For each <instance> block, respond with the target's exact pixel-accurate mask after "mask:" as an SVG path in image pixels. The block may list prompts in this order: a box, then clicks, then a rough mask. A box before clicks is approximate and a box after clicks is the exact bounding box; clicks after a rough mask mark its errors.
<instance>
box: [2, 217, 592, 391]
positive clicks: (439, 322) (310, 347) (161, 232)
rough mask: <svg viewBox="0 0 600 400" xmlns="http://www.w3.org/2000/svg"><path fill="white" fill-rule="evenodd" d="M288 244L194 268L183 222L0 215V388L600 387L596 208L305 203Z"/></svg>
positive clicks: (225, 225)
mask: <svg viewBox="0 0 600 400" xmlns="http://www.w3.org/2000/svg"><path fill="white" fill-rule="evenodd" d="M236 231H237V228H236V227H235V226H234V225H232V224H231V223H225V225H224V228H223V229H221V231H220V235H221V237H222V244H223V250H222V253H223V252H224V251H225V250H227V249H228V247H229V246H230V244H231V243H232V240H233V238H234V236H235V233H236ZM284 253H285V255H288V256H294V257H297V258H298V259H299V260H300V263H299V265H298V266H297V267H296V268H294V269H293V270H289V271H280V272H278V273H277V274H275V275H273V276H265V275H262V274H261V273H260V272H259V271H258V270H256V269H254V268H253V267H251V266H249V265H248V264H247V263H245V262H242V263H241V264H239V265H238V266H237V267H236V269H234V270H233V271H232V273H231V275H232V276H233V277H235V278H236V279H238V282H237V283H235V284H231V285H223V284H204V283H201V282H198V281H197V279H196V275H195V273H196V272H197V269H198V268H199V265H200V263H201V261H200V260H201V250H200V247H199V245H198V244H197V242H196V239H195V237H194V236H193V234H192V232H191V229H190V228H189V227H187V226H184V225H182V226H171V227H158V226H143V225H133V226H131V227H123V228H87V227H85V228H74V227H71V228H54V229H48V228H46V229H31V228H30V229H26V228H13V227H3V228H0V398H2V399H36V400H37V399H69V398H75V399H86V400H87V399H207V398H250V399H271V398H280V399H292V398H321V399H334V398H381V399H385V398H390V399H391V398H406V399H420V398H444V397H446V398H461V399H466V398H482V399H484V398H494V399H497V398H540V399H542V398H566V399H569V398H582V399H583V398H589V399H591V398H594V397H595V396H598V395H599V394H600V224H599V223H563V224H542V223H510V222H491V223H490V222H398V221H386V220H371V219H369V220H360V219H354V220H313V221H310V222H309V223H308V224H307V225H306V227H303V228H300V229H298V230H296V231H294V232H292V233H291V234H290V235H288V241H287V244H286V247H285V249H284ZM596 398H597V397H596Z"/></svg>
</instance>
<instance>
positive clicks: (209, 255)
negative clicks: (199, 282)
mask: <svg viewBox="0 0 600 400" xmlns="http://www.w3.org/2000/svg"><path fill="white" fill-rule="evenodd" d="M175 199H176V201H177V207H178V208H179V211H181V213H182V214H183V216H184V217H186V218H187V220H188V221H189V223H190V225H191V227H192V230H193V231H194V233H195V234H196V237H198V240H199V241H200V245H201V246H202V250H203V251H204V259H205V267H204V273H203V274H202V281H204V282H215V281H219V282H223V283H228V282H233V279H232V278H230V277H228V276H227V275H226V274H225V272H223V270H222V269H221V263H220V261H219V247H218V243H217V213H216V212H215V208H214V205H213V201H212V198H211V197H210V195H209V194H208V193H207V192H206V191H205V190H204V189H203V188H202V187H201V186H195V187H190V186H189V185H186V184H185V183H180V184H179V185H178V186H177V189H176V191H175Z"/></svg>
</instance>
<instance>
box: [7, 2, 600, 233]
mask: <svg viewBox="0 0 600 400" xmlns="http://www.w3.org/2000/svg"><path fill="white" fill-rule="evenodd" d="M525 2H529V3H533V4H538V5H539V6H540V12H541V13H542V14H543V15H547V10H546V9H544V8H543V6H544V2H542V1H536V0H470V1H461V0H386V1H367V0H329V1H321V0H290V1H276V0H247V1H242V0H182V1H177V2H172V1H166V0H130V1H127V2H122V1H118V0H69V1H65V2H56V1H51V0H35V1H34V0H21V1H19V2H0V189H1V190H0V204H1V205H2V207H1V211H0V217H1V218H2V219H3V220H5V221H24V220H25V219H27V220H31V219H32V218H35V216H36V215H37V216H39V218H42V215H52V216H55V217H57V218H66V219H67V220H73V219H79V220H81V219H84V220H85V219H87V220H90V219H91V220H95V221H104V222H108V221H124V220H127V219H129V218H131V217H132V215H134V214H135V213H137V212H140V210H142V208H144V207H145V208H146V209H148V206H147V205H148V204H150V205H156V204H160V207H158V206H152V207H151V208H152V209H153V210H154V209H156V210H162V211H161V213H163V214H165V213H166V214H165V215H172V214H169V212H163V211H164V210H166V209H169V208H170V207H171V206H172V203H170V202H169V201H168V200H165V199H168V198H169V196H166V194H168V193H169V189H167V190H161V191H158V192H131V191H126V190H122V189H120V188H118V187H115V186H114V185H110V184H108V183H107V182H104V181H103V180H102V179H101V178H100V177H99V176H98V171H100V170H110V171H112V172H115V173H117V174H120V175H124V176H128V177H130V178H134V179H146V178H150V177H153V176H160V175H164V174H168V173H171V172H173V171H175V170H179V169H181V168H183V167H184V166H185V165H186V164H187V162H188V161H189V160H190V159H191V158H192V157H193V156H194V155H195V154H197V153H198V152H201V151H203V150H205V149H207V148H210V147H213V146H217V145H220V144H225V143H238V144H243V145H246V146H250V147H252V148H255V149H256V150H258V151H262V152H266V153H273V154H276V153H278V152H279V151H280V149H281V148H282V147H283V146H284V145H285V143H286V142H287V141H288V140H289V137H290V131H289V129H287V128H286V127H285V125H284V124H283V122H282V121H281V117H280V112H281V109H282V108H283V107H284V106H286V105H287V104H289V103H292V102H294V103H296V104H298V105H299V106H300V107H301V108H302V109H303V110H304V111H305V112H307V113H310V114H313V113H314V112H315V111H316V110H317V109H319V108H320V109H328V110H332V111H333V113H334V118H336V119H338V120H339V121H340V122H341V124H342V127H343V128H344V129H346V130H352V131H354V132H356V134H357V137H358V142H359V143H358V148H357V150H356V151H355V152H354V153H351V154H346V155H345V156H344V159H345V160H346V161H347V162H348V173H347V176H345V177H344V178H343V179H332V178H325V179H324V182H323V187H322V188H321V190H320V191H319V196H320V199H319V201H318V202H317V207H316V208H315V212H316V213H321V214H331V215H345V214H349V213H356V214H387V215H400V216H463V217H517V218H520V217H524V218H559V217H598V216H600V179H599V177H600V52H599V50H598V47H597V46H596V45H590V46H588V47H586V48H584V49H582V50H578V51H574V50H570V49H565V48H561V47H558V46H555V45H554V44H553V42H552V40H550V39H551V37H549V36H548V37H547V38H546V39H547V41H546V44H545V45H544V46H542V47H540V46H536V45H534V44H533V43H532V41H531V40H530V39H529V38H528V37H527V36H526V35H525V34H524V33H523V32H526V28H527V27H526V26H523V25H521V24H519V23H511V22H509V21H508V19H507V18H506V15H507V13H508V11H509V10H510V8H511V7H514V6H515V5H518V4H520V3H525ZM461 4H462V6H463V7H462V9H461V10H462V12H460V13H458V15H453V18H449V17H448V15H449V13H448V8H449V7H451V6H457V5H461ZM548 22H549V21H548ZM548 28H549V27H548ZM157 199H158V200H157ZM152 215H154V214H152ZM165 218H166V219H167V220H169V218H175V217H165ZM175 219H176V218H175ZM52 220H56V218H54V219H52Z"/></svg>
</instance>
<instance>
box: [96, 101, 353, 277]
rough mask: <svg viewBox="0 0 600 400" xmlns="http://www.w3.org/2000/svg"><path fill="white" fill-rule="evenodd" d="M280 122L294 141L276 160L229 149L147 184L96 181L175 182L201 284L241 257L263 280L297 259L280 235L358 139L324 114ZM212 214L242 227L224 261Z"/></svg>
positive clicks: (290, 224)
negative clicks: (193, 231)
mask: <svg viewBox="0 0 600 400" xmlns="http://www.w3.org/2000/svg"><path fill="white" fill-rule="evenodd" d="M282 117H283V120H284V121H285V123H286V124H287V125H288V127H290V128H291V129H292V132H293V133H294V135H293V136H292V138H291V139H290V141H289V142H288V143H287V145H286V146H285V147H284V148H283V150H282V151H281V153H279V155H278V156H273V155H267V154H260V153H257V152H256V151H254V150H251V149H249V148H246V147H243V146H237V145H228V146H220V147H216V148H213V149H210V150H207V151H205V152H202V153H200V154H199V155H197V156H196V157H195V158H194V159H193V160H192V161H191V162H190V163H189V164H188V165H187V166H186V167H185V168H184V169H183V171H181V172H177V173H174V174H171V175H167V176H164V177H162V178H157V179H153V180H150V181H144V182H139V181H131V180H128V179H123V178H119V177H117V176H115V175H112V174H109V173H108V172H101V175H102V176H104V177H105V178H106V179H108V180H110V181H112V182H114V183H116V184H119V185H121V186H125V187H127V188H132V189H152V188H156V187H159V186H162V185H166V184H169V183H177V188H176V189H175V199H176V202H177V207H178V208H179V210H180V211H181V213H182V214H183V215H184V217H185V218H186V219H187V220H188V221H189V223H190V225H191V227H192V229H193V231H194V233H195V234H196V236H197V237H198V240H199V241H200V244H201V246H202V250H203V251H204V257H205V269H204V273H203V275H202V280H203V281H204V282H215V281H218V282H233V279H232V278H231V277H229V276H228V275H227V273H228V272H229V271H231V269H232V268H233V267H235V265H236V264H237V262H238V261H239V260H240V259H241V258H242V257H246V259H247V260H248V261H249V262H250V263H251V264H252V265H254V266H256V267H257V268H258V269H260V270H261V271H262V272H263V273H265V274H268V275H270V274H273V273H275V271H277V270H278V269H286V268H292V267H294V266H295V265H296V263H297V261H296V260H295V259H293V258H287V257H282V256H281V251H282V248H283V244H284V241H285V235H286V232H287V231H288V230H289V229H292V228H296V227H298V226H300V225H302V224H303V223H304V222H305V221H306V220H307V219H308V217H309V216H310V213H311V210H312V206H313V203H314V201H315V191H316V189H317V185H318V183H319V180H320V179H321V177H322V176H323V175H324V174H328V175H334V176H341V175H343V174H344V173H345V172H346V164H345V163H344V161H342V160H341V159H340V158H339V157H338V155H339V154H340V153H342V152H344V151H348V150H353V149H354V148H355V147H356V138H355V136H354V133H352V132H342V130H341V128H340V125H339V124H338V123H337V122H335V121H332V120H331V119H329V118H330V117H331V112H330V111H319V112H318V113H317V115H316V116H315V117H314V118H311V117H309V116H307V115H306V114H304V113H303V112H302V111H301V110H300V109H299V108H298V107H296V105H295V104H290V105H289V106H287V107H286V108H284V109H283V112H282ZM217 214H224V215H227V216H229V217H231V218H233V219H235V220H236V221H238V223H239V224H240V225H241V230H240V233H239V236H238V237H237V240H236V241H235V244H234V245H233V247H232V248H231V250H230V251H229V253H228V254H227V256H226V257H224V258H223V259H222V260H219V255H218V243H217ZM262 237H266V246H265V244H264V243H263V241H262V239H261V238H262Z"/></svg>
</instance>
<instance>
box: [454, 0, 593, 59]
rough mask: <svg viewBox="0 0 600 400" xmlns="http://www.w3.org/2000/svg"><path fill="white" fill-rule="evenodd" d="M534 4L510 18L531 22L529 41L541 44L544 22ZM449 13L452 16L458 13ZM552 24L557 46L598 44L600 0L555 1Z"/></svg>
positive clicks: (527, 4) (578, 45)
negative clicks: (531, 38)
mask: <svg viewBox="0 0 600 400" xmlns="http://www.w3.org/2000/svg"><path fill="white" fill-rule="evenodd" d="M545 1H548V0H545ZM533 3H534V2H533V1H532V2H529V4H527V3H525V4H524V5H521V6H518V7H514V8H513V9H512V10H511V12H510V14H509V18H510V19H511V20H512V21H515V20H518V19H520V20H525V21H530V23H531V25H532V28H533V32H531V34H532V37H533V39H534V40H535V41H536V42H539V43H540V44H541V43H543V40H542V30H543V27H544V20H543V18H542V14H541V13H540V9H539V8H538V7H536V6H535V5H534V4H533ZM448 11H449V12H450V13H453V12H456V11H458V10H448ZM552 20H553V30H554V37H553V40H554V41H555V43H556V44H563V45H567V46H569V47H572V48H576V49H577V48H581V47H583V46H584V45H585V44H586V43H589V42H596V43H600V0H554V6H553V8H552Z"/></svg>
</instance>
*****
Exercise brief:
Reproduce the entries above exactly, but only the lines between the line holding "box: [96, 101, 353, 277]" and the line holding "positive clicks: (290, 224)", inclusive.

Response:
box: [96, 101, 353, 277]
rough mask: <svg viewBox="0 0 600 400" xmlns="http://www.w3.org/2000/svg"><path fill="white" fill-rule="evenodd" d="M280 122L294 141L276 160L229 149L147 184L96 181L175 182L201 284L241 257L263 280L297 259L280 235L358 139L324 114ZM212 214L242 227L224 261Z"/></svg>
positive clicks: (290, 224)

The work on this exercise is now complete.